[TEXTAUSZUG]:
————————
Doch es kam anders. Am 3. September 1928 hat der Schotte Alexander Fleming in seinem Labor zufällig einen anderen Stoff entdeckt, der sich für den Kampf gegen Keime eignete. Als Fleming aus dem Sommerurlaub zurückkam, stellte er fest, dass eine der Staphylokokken-Kulturen, die er vor der Abreise vergessen hatte wegzuräumen, mit einem Schimmelpilz befallen war und rund um den Schimmel hatten sich die Staphylokokken offenbar nicht weiter vermehren können.
Das Penizillin war entdeckt. Im Zweiten Weltkrieg begannen die Amerikaner im großen Stil mit der Produktion, Penizillin rettete unzähligen verwundeten Soldaten das Leben. So begann der Siegeszug der Antibiotika und die Phagen gerieten in Vergessenheit, zumindest im Westen.
————————
[INHALT DES DATENSATZES]:
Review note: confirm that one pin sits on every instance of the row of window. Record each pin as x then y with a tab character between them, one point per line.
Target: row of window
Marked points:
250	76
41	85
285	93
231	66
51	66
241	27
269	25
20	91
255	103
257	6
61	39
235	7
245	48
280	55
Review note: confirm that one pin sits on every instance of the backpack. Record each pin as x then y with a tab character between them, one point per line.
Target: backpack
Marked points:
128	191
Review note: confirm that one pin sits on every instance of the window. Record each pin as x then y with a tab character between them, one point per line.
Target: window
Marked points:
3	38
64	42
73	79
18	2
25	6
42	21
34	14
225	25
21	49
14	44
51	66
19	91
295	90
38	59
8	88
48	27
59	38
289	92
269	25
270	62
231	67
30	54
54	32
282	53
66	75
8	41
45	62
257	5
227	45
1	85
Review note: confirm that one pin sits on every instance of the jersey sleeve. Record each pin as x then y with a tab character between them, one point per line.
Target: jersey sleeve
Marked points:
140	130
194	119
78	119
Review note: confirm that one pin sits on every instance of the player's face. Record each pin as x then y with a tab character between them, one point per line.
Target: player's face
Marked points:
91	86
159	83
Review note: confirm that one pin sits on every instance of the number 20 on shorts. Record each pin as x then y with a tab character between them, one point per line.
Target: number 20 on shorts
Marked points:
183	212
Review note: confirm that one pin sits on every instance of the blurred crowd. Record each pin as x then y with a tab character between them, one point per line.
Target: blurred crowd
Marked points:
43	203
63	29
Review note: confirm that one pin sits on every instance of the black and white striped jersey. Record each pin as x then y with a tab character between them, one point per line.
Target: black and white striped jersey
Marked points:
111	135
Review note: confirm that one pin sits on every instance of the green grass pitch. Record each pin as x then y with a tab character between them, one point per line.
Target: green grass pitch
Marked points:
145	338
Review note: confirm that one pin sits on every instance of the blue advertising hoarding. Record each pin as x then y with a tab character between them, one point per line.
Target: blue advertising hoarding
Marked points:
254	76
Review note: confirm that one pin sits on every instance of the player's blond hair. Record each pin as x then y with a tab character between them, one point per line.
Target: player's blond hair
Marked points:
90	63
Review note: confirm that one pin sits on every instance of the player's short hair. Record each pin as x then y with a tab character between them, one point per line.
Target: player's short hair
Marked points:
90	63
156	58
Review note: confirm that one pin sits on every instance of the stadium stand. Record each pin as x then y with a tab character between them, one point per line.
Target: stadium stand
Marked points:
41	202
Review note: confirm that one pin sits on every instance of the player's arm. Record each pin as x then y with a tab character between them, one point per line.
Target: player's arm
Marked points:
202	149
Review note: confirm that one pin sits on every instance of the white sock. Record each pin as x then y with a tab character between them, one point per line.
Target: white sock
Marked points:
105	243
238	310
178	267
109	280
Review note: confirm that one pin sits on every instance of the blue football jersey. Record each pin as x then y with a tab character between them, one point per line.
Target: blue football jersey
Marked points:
————————
[AUFGABENLISTE]:
1. Gib aus dem Textauszug über die Entdeckung des Penizillins den Abschnitt von „Das Penizillin war“ bis „zumindest im Westen.“ wortgetreu wieder.
2. An welchem Tag entdeckte Alexander Fleming laut dem Textauszug über das Penizillin den Stoff in seinem Labor?

[LÖSUNGEN IM EINZELNEN]:
1.
Das Penizillin war entdeckt. Im Zweiten Weltkrieg begannen die Amerikaner im großen Stil mit der Produktion, Penizillin rettete unzähligen verwundeten Soldaten das Leben. So begann der Siegeszug der Antibiotika und die Phagen gerieten in Vergessenheit, zumindest im Westen.

2. Am 3. September 1928.